*PROMPT:* The answer must be a single number: how many lines of the records below contain "leaf".
*** SUPPLIED INFORMATION Section Begins ***
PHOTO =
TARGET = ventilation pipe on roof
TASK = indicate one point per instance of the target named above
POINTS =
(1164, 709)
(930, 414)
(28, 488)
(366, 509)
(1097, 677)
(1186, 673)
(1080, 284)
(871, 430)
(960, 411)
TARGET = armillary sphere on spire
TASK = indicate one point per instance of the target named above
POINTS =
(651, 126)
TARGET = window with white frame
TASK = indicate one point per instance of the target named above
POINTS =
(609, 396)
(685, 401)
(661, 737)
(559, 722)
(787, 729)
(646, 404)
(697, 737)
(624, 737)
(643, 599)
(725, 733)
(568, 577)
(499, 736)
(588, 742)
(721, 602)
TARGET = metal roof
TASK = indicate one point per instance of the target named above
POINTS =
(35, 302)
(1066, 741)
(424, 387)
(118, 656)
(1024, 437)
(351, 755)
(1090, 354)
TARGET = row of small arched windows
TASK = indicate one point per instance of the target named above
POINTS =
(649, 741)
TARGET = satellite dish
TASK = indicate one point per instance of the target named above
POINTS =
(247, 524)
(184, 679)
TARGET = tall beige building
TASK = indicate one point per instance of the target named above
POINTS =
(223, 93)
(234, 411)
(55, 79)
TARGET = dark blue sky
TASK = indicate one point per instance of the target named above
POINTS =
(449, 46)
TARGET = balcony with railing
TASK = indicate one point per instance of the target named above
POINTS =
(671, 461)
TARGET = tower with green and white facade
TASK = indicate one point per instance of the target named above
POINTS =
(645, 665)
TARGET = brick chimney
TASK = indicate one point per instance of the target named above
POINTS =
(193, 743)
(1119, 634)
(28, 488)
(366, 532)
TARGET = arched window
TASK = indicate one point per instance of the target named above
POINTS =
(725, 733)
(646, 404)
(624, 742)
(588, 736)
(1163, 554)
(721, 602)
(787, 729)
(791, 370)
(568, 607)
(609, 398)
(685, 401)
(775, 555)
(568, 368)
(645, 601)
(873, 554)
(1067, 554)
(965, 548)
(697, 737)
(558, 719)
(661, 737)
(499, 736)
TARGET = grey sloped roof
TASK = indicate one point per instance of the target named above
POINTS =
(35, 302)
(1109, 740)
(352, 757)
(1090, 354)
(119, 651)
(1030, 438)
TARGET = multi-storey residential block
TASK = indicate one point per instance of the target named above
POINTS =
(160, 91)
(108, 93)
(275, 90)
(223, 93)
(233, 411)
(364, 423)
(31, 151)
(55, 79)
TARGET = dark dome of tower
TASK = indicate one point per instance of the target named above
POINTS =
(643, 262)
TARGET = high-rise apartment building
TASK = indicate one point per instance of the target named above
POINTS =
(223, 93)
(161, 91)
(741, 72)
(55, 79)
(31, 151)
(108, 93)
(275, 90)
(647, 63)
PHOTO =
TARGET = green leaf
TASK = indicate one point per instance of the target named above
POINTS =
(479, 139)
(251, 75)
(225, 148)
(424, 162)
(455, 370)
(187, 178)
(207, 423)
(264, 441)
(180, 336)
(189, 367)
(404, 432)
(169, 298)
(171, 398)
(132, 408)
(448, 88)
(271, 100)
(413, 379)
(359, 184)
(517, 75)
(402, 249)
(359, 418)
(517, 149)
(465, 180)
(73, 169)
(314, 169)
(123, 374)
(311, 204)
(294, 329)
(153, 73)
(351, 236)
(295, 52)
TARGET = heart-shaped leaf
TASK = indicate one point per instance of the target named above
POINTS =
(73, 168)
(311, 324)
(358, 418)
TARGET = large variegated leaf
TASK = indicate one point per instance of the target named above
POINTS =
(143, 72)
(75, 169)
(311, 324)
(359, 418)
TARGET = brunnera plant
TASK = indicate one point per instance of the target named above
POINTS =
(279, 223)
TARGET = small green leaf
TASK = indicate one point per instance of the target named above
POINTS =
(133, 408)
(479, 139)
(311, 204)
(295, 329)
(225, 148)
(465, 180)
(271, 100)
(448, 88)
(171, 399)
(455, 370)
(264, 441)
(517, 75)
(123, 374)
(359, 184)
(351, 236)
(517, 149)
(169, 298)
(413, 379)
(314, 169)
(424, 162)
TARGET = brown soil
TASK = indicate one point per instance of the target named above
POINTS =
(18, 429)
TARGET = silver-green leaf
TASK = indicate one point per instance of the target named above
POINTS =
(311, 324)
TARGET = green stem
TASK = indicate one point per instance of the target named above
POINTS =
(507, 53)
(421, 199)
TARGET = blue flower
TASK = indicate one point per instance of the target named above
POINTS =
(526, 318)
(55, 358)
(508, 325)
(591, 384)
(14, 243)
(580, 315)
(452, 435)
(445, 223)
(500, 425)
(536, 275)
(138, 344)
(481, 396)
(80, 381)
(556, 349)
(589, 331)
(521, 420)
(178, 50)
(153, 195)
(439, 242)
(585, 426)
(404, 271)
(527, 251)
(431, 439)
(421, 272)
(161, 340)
*** SUPPLIED INFORMATION Section Ends ***
*RESULT:* 5